§ Task goal: All of the records are to be copied out exactly, with nothing left out.

-------- Material for the task

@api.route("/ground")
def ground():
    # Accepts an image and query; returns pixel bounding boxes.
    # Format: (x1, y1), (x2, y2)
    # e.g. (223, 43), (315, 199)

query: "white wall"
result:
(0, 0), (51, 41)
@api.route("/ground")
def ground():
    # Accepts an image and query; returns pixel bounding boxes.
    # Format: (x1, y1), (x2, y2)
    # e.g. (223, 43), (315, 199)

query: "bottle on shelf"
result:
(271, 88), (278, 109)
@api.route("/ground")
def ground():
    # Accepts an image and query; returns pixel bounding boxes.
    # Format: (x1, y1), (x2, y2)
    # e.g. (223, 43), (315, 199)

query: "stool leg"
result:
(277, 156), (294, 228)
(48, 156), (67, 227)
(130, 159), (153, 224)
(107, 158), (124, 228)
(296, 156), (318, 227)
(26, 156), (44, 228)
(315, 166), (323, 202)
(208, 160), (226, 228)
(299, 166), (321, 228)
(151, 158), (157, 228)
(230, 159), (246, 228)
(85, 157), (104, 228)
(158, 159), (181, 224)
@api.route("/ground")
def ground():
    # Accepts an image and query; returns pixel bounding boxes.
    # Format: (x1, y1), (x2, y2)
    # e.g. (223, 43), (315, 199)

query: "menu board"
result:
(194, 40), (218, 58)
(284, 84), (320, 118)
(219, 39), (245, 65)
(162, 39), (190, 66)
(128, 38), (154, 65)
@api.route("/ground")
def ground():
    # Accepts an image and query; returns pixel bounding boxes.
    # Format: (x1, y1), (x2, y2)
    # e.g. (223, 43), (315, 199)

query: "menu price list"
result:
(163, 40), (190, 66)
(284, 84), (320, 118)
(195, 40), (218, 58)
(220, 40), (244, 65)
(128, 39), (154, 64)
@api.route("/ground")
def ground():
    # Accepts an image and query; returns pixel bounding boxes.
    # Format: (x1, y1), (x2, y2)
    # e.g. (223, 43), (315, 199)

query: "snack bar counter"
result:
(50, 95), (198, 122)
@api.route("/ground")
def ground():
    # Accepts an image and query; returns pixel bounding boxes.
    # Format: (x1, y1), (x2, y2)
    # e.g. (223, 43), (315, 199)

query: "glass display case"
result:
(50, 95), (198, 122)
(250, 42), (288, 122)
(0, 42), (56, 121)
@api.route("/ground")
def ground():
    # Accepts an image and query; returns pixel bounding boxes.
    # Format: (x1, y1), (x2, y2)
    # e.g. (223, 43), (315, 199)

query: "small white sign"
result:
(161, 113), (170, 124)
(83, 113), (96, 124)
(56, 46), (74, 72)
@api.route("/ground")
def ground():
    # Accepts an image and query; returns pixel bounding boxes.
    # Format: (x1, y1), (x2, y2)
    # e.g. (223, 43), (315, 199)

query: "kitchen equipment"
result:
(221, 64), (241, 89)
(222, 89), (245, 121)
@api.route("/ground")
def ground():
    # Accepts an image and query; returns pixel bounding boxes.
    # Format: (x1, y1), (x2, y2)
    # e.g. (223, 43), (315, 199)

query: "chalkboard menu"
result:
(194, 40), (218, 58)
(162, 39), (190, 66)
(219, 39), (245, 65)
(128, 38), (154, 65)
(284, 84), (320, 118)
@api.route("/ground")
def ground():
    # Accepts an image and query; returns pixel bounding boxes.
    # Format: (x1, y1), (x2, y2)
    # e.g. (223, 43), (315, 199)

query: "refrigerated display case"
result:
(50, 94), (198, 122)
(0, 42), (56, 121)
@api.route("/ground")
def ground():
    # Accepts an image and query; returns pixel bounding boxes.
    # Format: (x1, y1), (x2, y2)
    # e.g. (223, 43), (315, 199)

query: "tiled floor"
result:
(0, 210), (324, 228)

----------------

§ Solution for this exercise:
@api.route("/ground")
def ground():
    # Accepts an image and query; returns pixel bounding boxes.
    # Format: (x1, y1), (x2, y2)
    # e.g. (223, 43), (315, 199)

query: "white wall"
result:
(0, 0), (51, 41)
@api.route("/ground")
def ground():
    # Accepts an image and query; returns pixel bounding boxes.
    # Format: (x1, y1), (x2, y2)
    # e.g. (223, 43), (315, 199)

query: "bottle on shelf"
result:
(271, 88), (278, 109)
@api.route("/ground")
def ground():
    # Accepts an image and query; returns pixel bounding boxes.
    # Format: (x1, y1), (x2, y2)
    # e.g. (223, 43), (315, 199)

query: "stool leg"
result:
(277, 156), (294, 228)
(48, 156), (67, 227)
(130, 159), (153, 224)
(107, 158), (124, 228)
(296, 156), (318, 227)
(26, 156), (44, 228)
(315, 166), (323, 202)
(208, 160), (226, 228)
(299, 166), (321, 228)
(151, 158), (157, 228)
(230, 159), (246, 228)
(85, 157), (104, 228)
(158, 159), (181, 224)
@api.route("/ground")
def ground():
    # Accepts an image and query; returns pixel bounding boxes.
    # Format: (x1, y1), (x2, y2)
    # e.g. (223, 43), (315, 199)

query: "menu board"
result:
(194, 40), (218, 58)
(284, 84), (320, 118)
(219, 39), (245, 65)
(162, 39), (190, 66)
(128, 38), (154, 65)
@api.route("/ground")
def ground():
    # Accepts an image and query; returns pixel bounding boxes.
    # Format: (x1, y1), (x2, y2)
    # e.g. (223, 43), (315, 199)

query: "menu price list"
result:
(163, 40), (190, 66)
(284, 84), (320, 118)
(195, 40), (218, 58)
(220, 40), (244, 65)
(128, 39), (154, 64)
@api.route("/ground")
def ground():
    # Accepts an image and query; returns pixel bounding boxes.
    # Format: (x1, y1), (x2, y2)
    # e.g. (223, 43), (315, 199)

query: "snack bar counter"
result:
(50, 95), (198, 122)
@api.route("/ground")
def ground():
    # Accepts an image and query; returns pixel bounding boxes.
    # Format: (x1, y1), (x2, y2)
    # e.g. (223, 43), (315, 199)

query: "glass display case"
result:
(50, 95), (198, 122)
(250, 42), (288, 122)
(0, 42), (56, 121)
@api.route("/ground")
def ground():
    # Accepts an image and query; returns pixel bounding boxes.
    # Format: (x1, y1), (x2, y2)
    # e.g. (223, 43), (315, 199)

query: "small white sign"
result:
(161, 113), (170, 124)
(83, 113), (96, 124)
(56, 46), (74, 72)
@api.route("/ground")
def ground():
    # Accepts an image and query; returns pixel bounding boxes.
    # Format: (x1, y1), (x2, y2)
    # e.g. (223, 43), (315, 199)

query: "kitchen equipment"
result:
(221, 64), (241, 89)
(222, 89), (245, 121)
@api.route("/ground")
def ground():
    # Accepts an image and query; returns pixel bounding boxes.
    # Format: (x1, y1), (x2, y2)
    # e.g. (223, 43), (315, 199)

query: "chalkboard menu"
result:
(194, 40), (218, 58)
(162, 39), (190, 66)
(219, 39), (245, 65)
(128, 38), (154, 65)
(284, 84), (320, 118)
@api.route("/ground")
def ground():
    # Accepts an image and query; returns pixel bounding boxes.
    # Format: (x1, y1), (x2, y2)
    # e.g. (223, 43), (315, 199)

query: "refrigerated display case"
result:
(50, 94), (198, 122)
(0, 42), (56, 121)
@api.route("/ground")
def ground():
    # Accepts an image and query; returns pixel bounding boxes.
    # Format: (x1, y1), (x2, y2)
    # e.g. (223, 43), (315, 199)

query: "tiled floor"
result:
(0, 210), (324, 228)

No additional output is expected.